- [WORK INSTRUCTION]: Go line by line through the entries below and copy those containing the string "above".

[Saved data entries]
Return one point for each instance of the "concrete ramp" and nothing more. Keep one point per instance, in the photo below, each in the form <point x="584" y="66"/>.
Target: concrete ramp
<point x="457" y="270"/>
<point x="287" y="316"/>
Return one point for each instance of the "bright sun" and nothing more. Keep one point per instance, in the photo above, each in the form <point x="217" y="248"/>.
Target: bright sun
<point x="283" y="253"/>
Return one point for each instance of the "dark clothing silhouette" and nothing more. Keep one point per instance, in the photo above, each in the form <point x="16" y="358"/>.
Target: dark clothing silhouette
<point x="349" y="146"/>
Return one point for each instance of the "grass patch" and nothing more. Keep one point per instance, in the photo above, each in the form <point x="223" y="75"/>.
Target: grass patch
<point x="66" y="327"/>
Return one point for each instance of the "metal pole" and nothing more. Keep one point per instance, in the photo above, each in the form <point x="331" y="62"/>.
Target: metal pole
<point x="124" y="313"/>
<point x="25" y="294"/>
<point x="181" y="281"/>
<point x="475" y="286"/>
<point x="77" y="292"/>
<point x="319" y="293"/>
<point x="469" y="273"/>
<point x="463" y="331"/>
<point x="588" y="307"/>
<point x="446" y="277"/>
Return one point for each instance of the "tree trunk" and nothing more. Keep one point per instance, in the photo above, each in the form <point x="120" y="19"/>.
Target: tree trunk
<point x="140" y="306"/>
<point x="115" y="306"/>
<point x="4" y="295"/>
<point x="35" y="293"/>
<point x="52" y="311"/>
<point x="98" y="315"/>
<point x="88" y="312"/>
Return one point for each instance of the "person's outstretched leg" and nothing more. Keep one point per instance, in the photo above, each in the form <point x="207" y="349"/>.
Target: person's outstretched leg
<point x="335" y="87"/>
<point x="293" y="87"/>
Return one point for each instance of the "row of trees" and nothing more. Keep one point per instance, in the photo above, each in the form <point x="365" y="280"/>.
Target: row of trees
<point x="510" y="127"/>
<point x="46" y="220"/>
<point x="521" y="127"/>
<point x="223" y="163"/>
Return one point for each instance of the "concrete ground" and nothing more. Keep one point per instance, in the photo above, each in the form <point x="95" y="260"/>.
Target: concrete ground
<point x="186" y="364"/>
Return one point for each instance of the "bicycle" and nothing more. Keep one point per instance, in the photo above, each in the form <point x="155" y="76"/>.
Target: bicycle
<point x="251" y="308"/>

- [RESPONSE BOX]:
Return one point for each instance of the "bright sun" and nothing more. Keep one point per instance, in the photo above, each in the form <point x="217" y="248"/>.
Return one point for each instance of the "dark clothing silhouette" and nothing more. Keep one point per instance, in the photo above, each in the form <point x="16" y="358"/>.
Return one point for each instance of the "grass patch" and nothing more. Keep one point per instance, in the photo above, each in the form <point x="223" y="75"/>.
Return one point for each instance of the "metal pole" and nothing more. Keep one point per instance, in the photo above, each in the form <point x="331" y="62"/>.
Return one point for each instance of the "tree trunk" and nothing more. Keep one point per instance, in the photo above, each in the form <point x="120" y="19"/>.
Return one point for each instance of the "person's outstretched leg" and nothing more. Keep one point per instance, in the photo above, each in the form <point x="207" y="349"/>.
Return one point for each instance of the "row of trees" and nothing more. Keep one point per instance, in the photo above, each in the form <point x="365" y="280"/>.
Return one point for each instance of the "concrete ground" and nothing more. Keep one point per instance, in the photo above, each in the form <point x="95" y="260"/>.
Return one point for each instance of the "bicycle" and nothing more. Keep one point per instance, in the photo above, each in the form <point x="155" y="76"/>.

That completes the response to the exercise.